> [PASSAGE]
— Start —
Results 1 to 19 of 19

Thread: Real life vs max checksum speed

  1. #1
    Member
    Join Date
    Dec 2013
    Location
    Italy
    Posts
    425
    Thanks
    16
    Thanked 40 Times in 32 Posts

    Real life vs max checksum speed

    I have made my little ZPAQ patch with two "checksum": crc32c (via hardware SSE 4.2) and sha1.
    It's hard to make a choice: obviously SHA1 is much "stronger" from every point of view.

    In "real life" (checking mixed load of small files) it is about two time slower than crc32c (on my PC).
    ~34s vs ~17s for my testbed

    Code:
    C:\zpaqfranz>zpaqfranz sha1 f:\zarc\* >1.txt
    
    17.735 seconds (all OK)
    
    C:\zpaqfranz>zpaqfranz sha1 f:\zarc\* >2.txt
    
    33.390 seconds (all OK)
    Of course, in this case, there is the cumulative speed of the mass storage, OS, latency and so on.

    When running from cached data the gap is huge
    Click image for larger version. 

Name:	max.jpg 
Views:	20 
Size:	220.1 KB 
ID:	8071
    4.9 GB/s for crc32c (I had to pay attention to times <one tick per division by zero in the average times!)
    vs
    ~0.55GB/s for SHA1 (not a bad performance)

    In real life, for big file not preloaded, the gap is about 350MB/s vs 230MB/s
    Click image for larger version. 

Name:	reallife.jpg 
Views:	13 
Size:	222.1 KB 
ID:	8072

    In other words, SHA1, when executed in software by a modern CPU, seems able to reach roughly the speeds of "normal" SSD disks, reducing the advantage of the hardware-based crc32c (so fast that it does not require a parallel calculation).

    Clearly in the real world the data is loaded from the media, and is not already preloaded into the cache.

    So ... which solution would you choose as the checksum method?

  2. #2
    Member
    Join Date
    May 2015
    Location
    ~
    Posts
    10
    Thanks
    1
    Thanked 5 Times in 2 Posts
    Is there any reason to stick with crc32c and sha1? xxHash and BLAKE3 are both worth investigating for your purposes. ~800MB/s is not unrealistic for real world reads from a modern SSD.
— End —
> [AIM A]
Write out, word for word, the lines of the entries starting with the line that contains "like point(222, 469)." and going on through the end of the entries.
The checksum thread and the entries have no connection to each other.

Records of labeled points
— Start —
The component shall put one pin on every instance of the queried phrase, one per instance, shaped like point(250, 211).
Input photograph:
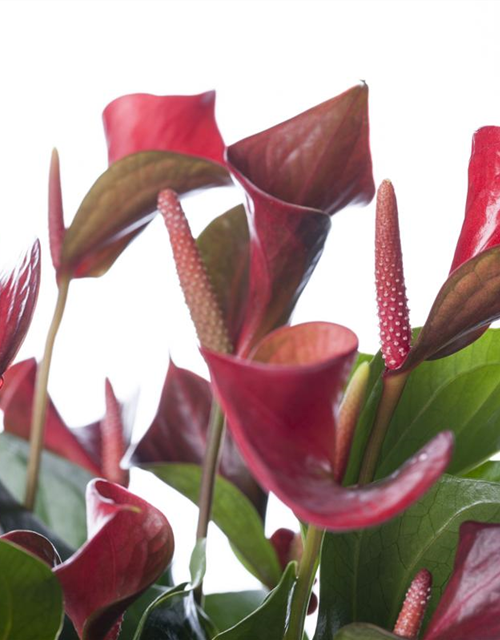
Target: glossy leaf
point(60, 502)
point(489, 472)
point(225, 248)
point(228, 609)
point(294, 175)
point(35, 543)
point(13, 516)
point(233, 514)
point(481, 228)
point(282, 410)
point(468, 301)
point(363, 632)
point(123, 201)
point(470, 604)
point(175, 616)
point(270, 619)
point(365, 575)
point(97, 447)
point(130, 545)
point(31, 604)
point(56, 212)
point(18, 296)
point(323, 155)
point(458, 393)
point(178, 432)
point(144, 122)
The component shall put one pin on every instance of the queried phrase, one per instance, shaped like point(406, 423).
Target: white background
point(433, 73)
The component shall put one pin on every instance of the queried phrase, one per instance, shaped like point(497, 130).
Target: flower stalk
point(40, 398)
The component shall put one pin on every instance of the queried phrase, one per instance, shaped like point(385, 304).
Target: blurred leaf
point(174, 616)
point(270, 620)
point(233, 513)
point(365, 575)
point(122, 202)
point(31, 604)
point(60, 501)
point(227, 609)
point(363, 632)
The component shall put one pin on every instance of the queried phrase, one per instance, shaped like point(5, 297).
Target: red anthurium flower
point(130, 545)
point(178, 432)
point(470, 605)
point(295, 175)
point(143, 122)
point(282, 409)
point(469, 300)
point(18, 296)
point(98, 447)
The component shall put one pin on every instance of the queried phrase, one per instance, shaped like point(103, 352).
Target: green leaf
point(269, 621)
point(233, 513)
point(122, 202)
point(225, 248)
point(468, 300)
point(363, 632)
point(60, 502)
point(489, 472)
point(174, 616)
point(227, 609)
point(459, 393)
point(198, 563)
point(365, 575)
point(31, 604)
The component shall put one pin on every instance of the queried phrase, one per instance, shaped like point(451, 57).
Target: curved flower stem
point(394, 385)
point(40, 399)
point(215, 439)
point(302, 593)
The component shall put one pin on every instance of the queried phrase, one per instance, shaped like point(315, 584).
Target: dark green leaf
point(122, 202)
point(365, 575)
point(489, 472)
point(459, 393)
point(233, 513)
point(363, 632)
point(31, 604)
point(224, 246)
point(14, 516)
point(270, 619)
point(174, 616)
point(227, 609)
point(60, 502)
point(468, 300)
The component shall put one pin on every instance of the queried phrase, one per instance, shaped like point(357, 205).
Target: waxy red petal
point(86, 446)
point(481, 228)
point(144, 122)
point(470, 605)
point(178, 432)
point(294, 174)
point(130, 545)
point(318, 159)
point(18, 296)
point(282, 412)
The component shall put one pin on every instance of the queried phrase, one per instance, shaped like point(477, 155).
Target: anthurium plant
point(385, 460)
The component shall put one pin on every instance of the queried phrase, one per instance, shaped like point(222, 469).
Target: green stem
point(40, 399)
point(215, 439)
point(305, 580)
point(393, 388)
— End —
> [AIM B]
Rewrite the checksum thread starting with "Clearly in the" and going on through "the checksum method?", with "media" replaced by "disk".

> [WORKED ANSWER A]
The component shall put one pin on every instance of the queried phrase, one per instance, shaped like point(222, 469).
Target: green stem
point(40, 399)
point(215, 439)
point(305, 580)
point(393, 388)

> [WORKED ANSWER B]
Clearly in the real world the data is loaded from the disk, and is not already preloaded into the cache.

    So ... which solution would you choose as the checksum method?